> Data extract
[Start]

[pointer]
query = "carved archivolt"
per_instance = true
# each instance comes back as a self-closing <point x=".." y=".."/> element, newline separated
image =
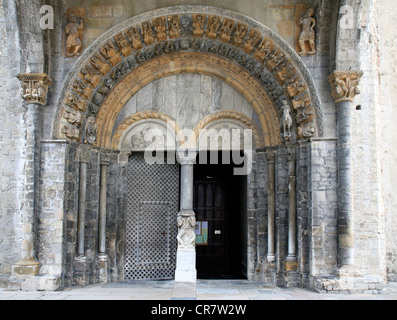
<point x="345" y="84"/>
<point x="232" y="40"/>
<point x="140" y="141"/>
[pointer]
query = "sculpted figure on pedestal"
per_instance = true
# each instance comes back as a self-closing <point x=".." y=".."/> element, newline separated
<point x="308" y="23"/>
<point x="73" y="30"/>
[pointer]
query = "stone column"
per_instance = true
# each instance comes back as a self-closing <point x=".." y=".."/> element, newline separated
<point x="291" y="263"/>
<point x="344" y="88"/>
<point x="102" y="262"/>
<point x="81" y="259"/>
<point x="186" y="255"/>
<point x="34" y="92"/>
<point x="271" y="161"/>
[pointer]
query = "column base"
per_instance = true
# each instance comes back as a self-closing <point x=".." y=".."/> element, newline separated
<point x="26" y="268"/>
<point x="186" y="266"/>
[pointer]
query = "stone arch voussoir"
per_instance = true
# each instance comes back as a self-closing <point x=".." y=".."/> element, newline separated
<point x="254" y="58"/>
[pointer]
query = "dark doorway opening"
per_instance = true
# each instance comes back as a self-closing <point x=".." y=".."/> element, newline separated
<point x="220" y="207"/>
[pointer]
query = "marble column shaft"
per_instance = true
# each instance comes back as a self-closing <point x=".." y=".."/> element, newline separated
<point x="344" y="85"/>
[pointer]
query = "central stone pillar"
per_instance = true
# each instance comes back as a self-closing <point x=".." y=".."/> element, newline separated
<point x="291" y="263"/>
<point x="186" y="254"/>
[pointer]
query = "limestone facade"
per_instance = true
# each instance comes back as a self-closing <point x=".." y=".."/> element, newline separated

[End]

> Exercise brief
Display each line of the data above that contains the string "query".

> Written answer
query = "carved archivolt"
query = "sculpted figure on pedestal"
query = "stone column"
query = "column base"
query = "stone arch voussoir"
query = "dark doorway opening"
query = "marble column shaft"
query = "central stone pillar"
query = "limestone facade"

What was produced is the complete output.